## DATA SUPPLIED
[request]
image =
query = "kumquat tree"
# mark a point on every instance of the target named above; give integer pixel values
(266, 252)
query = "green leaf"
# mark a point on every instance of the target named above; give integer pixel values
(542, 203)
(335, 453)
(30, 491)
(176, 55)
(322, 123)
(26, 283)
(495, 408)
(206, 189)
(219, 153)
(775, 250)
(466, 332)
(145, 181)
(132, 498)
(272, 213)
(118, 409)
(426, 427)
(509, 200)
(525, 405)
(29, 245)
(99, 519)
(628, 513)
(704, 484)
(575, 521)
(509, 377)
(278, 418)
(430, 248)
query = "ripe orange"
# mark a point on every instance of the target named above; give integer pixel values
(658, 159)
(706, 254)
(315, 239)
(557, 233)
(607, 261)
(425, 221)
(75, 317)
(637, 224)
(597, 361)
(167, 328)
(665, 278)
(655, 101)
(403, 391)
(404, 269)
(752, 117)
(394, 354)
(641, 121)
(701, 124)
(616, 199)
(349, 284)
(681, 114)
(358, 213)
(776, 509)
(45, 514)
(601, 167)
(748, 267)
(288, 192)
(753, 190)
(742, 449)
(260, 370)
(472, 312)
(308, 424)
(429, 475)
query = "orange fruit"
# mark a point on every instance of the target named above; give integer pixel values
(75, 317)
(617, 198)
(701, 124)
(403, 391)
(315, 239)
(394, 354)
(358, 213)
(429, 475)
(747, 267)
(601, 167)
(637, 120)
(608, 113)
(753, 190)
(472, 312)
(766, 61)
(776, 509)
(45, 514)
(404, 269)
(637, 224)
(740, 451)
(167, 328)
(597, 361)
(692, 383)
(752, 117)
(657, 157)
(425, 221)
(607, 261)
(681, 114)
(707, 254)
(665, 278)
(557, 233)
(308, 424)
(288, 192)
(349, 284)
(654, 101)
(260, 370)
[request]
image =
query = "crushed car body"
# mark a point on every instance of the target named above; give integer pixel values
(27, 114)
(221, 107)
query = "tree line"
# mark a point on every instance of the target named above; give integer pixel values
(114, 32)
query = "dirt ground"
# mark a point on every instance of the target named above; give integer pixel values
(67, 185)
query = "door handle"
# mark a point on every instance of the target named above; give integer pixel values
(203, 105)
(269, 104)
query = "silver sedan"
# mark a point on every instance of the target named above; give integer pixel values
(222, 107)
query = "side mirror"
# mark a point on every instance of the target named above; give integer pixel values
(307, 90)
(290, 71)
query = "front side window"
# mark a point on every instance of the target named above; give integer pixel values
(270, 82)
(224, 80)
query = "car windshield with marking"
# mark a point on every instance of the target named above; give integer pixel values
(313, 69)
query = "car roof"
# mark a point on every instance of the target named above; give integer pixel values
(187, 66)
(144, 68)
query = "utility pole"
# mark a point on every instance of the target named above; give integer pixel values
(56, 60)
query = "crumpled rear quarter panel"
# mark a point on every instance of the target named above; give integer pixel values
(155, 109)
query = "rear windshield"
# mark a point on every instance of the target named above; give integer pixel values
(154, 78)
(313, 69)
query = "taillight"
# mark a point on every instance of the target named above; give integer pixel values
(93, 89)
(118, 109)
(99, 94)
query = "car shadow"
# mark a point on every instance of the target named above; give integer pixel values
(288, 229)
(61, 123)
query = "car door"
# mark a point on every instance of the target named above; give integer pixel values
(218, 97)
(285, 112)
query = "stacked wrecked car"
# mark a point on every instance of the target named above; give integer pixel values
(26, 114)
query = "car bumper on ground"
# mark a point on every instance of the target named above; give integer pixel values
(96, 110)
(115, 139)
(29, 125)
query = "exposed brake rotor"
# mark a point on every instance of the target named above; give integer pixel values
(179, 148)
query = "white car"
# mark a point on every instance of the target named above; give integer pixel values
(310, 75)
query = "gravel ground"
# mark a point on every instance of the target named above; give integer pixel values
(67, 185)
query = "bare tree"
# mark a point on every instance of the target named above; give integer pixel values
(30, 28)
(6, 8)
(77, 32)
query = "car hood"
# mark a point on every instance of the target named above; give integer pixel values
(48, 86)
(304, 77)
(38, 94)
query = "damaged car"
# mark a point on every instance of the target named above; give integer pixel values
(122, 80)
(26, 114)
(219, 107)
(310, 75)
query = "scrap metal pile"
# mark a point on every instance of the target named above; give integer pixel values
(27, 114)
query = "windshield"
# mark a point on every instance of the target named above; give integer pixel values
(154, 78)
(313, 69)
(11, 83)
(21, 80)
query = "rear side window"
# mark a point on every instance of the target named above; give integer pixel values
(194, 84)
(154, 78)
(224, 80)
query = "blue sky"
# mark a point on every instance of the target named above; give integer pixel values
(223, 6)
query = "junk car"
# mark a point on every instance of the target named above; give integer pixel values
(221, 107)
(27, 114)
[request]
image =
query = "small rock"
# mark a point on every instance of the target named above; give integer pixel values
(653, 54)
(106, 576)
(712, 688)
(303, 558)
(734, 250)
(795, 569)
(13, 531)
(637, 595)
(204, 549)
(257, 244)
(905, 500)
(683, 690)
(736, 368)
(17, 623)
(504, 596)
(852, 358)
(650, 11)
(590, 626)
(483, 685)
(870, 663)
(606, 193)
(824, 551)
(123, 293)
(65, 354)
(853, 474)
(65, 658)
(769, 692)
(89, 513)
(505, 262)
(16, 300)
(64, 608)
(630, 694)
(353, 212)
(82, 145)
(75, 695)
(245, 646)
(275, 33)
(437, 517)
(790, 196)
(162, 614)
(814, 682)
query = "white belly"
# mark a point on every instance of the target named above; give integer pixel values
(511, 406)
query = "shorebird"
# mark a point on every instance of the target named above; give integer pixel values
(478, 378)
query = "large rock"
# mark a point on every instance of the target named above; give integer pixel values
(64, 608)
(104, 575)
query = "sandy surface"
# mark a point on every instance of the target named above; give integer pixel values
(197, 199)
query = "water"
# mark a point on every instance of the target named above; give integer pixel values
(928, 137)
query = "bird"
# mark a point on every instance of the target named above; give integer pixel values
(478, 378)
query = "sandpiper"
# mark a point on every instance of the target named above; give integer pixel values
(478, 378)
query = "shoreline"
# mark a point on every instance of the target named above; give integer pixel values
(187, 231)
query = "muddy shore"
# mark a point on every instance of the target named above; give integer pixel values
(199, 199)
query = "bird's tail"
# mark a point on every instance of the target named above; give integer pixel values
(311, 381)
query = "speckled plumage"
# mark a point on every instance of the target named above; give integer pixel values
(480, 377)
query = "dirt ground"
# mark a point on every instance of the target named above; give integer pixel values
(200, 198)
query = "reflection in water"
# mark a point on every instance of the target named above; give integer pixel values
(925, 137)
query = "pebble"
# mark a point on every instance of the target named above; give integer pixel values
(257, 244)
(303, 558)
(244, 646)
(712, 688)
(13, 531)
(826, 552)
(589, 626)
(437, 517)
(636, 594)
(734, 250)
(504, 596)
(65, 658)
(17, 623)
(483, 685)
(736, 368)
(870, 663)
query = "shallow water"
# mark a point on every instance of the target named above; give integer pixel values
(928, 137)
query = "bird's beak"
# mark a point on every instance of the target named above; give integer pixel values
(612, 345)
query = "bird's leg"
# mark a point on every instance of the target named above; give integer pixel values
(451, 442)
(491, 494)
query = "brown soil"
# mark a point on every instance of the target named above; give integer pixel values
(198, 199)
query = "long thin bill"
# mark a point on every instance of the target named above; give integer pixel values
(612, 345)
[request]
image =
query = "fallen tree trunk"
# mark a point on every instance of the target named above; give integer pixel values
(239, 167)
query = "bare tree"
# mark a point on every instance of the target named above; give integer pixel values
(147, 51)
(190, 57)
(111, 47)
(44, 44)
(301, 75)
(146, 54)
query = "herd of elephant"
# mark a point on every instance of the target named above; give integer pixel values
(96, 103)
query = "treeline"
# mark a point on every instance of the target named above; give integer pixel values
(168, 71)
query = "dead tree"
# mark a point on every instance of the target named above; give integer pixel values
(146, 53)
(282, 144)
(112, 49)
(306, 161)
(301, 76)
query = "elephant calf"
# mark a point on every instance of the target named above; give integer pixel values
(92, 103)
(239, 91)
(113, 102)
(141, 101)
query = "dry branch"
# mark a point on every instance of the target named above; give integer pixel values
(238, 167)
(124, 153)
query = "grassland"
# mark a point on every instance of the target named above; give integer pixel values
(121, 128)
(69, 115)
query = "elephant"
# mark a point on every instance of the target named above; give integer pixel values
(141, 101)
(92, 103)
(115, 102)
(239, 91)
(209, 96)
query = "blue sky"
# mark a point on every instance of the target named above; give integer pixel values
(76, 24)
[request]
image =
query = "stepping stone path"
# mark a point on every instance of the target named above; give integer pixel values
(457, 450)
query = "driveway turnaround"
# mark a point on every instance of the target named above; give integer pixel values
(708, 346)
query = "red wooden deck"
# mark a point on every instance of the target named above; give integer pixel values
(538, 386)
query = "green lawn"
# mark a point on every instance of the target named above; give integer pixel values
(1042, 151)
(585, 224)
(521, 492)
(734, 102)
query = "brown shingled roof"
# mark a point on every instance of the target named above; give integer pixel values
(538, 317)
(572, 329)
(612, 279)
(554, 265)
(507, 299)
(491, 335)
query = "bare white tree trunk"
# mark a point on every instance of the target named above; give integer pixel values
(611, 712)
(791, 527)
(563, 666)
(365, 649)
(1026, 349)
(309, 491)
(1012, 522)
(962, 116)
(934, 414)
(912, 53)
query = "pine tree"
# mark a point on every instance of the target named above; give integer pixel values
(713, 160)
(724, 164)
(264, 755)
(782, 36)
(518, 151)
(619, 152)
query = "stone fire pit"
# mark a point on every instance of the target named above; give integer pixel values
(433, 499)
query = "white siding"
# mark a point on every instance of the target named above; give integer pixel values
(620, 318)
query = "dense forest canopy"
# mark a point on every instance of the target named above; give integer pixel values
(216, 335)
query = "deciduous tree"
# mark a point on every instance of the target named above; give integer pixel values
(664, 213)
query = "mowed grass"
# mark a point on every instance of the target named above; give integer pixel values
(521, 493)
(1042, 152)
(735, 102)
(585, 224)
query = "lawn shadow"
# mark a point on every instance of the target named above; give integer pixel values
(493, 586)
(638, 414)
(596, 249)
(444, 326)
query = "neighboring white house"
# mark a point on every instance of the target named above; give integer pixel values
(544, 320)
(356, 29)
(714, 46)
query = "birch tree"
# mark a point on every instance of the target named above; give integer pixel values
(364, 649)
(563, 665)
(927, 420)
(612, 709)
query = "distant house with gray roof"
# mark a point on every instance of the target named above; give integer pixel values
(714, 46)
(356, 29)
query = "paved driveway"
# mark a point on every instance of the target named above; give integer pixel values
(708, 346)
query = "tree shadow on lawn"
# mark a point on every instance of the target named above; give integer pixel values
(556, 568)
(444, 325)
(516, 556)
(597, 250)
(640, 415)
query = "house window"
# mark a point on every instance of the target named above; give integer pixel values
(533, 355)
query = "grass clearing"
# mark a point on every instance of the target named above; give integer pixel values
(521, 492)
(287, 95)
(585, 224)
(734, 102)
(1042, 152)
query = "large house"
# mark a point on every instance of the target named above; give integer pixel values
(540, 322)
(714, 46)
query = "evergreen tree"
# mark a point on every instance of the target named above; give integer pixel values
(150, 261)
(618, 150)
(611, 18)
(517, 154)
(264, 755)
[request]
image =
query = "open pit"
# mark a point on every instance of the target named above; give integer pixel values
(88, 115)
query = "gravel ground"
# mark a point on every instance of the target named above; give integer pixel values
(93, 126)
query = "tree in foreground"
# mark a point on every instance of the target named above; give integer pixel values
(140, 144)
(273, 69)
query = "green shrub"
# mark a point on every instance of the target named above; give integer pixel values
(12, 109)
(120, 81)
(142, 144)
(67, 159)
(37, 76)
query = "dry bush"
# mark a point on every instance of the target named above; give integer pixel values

## WRITTEN INSTRUCTION
Count the lines in the records above that contain the string "roof", with uppercase and lowercase letters treated as different. Give only the number.

## THE COMPLETED TASK
3